Court exercice 1:
D'après l'extrait fourni ci-dessous, environ combien de dollars les États-Unis ont-ils injectés par leurs opérations de facilitation quantitative ?

=======

Le problème est que ni les financiers ni les États ne sont prêts à envisager la première solution, il ne leur reste donc qu’à nous faire digérer, sous l’un ou l’autre prétexte, la seconde, qui, tout en leur causant un mal moindre, assure leur avenir de financiers et de politiciens. L’hyperinflation est un accident dans le système, le défaut global en marquerait la fin !

QE1, QE2, QE3… et taratata !

Il est vrai que les États européens n’ont réagi à la crise de 2008 que par la politique de l’autruche. La réaction des États-Unis a, elle, été entièrement monétaire. Ils ont fait fonctionner la planche à billets dans des opérations de « facilitation » (quantitative easing) qui ont évité l’impact immédiat du météorite Dette sur la planète, mais dont l’effet sur la crise a été NUL. Ce sont près de deux mille milliards de dollars qui ont été ainsi semés à tout vent, sans autre effet que de rassembler dans les mains de la Banque centrale américaine (la FED) la contre-valeur en bons du Trésor dont bientôt plus personne ne voudra, lorsque la crise aura atteint son paroxysme. Faire la même chose en Europe, cela voudrait dire que la Banque centrale européenne (BCE) entasserait dans ses coffres, en échange des billets émis, les obligations grecques, portugaises, irlandaises, espagnoles, italiennes et bientôt belges, françaises et même néerlandaises ou allemandes, dont personne ne voudra. Jadis on aurait dit qu’au moins ils auraient de quoi allumer leur feu, mais comme toutes ces opérations ont des supports électroniques, on ne voit pas très bien à quoi elles pourront servir ! La BCE deviendrait ainsi une gigantesque poubelle de milliards d’euros, alors que dans le même temps il nous faudrait un seau pour aller acheter le pain, une brouette pour tout objet plus important.
On lit de temps en temps, dans les colonnes d’Agoravox comme ailleurs, les plans simplicissimes de géniaux bricoleurs du Système qui vont nous retaper ça d’un coup de baguette magique. «  Il n’y a qu’à » prendre la main sur les financiers et imposer nos volontés : l’euro comme ci, les taux comme ça,… les taux, les taux, oui, mais l’étau  ? que fait-on de la Réalité ? … on la gomme ainsi d’un coup de baguette magique ? Ou alors on croit vraiment (ou on fait semblant de croire) que nous butons sur un simple problème technique, accru par la cupidité des uns et par l’incompétence des autres ? Vous croyez vraiment que cette masse immense de consommation, pour la plus grande part inutile et malsaine, qui nous inonde… c’est un problème technique ? Il y a près d’un siècle que notre société a pris le chemin de la FOLIE, il est temps de le reconnaître et d’accepter qu’il n’y a d’autre solution que de faire éclater la bulle dans laquelle nous nous sommes tous emprisonnés

Après,… ? oui, après… ?

=======

Court exercice 2:
Renvoyez à l'identique les rangées ci-dessous, de la ligne qui contient « Note: indicate the snow » jusqu'à la fin de ces rangées, la ligne de départ comprise.

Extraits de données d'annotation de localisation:

=======

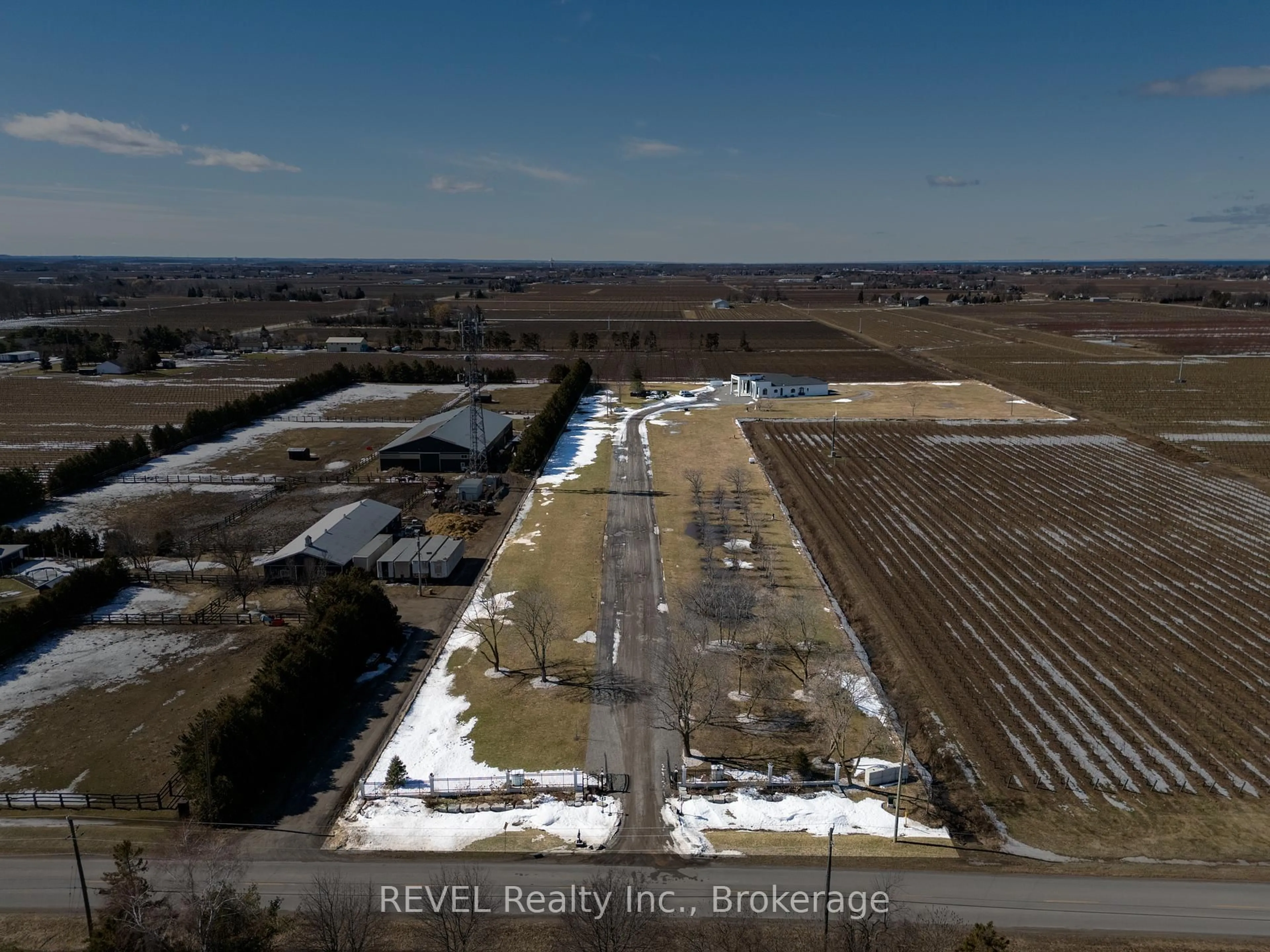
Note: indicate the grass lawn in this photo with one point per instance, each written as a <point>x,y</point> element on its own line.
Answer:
<point>15,593</point>
<point>710,441</point>
<point>558,546</point>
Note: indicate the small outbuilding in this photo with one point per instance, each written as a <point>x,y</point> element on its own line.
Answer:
<point>369,555</point>
<point>11,556</point>
<point>777,385</point>
<point>443,444</point>
<point>421,558</point>
<point>346,346</point>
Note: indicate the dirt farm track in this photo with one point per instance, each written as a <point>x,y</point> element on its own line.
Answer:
<point>1075,625</point>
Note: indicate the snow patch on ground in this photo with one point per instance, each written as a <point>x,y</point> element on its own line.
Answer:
<point>579,445</point>
<point>690,818</point>
<point>434,738</point>
<point>138,600</point>
<point>401,823</point>
<point>93,658</point>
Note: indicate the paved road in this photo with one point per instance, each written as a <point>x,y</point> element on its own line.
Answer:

=======

Résultat final 1:
Près de deux mille milliards de dollars.

Résultat final 2:
Note: indicate the snow patch on ground in this photo with one point per instance, each written as a <point>x,y</point> element on its own line.
Answer:
<point>579,445</point>
<point>690,818</point>
<point>434,738</point>
<point>138,600</point>
<point>401,823</point>
<point>93,658</point>
Note: indicate the paved road in this photo with one point per instance, each written as a <point>x,y</point> element on its own line.
Answer:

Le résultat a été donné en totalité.